# EXTRAIT PROPOSÉ
--
Réponse du berger à la bergère, les deux bronzes chinois vendus aux enchères lors de la dispersion de la collection Yves Saint-Laurent / Pierre Bergé organisée la semaine dernière à Paris par Christie's risquent bien de voir leur vente annulée. L'acquéreur, un collectionneur d'art chinois du nom de Cai Mingchao, par ailleurs Directeur d'une maison d'enchères basée à Xiamen (Chine), vient de se faire connaître aujourd'hui en indiquant qu'il ne paierait pas les deux trésors qui ont été adjugés 15,745 millions d'euros chacun. "Je ne payerai pas pour ces deux têtes. Je pense que chaque Chinois devrait en faire autant dans ce genre de situation, j'ai simplement accompli mon devoir", a-t-il déclaré lors d'une conférence de presse à Pékin.
--
# OBJECTIF
Reproduisez mot pour mot le passage de l'extrait sur les deux bronzes chinois qui va de « Réponse du berger » à « presse à Pékin. ».

# ENREGISTREMENTS FOURNIS
--
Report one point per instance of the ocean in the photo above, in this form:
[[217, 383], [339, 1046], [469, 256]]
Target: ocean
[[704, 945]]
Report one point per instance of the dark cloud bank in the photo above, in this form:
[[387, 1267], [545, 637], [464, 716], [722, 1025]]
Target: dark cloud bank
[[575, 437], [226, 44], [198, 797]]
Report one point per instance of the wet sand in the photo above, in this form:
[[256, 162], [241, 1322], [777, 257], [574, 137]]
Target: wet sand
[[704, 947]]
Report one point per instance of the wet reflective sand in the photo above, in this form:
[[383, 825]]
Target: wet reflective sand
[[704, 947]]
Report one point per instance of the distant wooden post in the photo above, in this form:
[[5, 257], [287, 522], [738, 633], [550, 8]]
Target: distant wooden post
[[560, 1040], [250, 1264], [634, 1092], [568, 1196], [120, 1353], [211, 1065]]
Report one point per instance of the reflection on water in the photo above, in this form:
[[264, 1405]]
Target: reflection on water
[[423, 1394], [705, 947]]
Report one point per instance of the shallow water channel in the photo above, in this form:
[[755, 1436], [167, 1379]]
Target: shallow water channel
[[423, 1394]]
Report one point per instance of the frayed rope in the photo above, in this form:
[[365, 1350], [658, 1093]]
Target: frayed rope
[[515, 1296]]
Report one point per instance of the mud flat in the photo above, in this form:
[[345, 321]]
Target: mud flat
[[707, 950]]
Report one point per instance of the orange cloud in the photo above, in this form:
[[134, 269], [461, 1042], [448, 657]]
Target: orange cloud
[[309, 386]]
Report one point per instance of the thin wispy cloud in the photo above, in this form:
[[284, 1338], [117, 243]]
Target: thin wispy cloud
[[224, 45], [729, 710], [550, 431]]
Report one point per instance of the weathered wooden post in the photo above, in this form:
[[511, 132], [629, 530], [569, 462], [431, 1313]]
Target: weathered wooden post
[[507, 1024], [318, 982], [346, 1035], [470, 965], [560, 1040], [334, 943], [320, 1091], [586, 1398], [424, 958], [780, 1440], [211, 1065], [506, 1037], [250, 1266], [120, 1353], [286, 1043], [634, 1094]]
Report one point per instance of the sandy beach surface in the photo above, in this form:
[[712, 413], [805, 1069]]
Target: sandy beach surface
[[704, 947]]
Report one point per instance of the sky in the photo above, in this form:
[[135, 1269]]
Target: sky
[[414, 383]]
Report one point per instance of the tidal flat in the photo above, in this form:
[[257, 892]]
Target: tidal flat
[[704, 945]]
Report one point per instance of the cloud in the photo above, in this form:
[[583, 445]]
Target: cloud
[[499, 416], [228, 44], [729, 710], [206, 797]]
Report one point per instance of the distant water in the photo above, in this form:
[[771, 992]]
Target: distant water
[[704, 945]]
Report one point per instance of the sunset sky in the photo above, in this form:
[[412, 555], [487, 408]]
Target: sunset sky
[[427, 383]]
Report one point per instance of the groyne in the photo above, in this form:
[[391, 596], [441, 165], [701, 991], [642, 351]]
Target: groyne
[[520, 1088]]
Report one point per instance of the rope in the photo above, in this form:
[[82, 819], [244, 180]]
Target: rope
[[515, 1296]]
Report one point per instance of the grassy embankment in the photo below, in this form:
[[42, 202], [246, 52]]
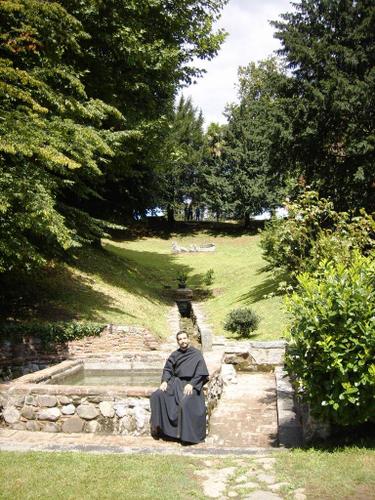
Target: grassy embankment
[[128, 282], [344, 474]]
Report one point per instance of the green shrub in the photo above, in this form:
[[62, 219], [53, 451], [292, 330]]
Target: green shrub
[[242, 321], [52, 332], [332, 349], [312, 231]]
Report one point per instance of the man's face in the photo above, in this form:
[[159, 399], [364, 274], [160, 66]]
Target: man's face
[[183, 341]]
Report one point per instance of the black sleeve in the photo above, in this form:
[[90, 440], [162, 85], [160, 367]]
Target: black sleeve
[[168, 370]]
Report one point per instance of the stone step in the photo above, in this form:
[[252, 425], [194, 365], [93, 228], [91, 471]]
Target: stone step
[[246, 415]]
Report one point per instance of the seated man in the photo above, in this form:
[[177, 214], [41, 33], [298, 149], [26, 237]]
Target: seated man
[[178, 408]]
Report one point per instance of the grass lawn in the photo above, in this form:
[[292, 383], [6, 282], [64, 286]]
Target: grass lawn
[[82, 476], [343, 474], [129, 282]]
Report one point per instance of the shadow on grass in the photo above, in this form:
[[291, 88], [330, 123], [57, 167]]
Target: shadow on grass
[[360, 436], [57, 293], [270, 285]]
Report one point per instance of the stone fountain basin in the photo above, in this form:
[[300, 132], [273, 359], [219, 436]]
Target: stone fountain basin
[[40, 401]]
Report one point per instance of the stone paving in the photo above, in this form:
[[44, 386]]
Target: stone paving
[[246, 415]]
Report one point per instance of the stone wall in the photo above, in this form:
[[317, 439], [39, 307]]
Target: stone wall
[[29, 403], [26, 354]]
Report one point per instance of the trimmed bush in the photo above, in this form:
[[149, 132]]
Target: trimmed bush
[[332, 349], [242, 321]]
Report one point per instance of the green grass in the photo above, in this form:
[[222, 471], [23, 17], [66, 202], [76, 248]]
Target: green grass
[[129, 282], [82, 476], [342, 474]]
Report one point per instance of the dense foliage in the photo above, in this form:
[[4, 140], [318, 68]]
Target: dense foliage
[[329, 48], [312, 231], [86, 90], [242, 321], [331, 353]]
--
# RÉPONSE ATTENDUE
Réponse du berger à la bergère, les deux bronzes chinois vendus aux enchères lors de la dispersion de la collection Yves Saint-Laurent / Pierre Bergé organisée la semaine dernière à Paris par Christie's risquent bien de voir leur vente annulée. L'acquéreur, un collectionneur d'art chinois du nom de Cai Mingchao, par ailleurs Directeur d'une maison d'enchères basée à Xiamen (Chine), vient de se faire connaître aujourd'hui en indiquant qu'il ne paierait pas les deux trésors qui ont été adjugés 15,745 millions d'euros chacun. "Je ne payerai pas pour ces deux têtes. Je pense que chaque Chinois devrait en faire autant dans ce genre de situation, j'ai simplement accompli mon devoir", a-t-il déclaré lors d'une conférence de presse à Pékin.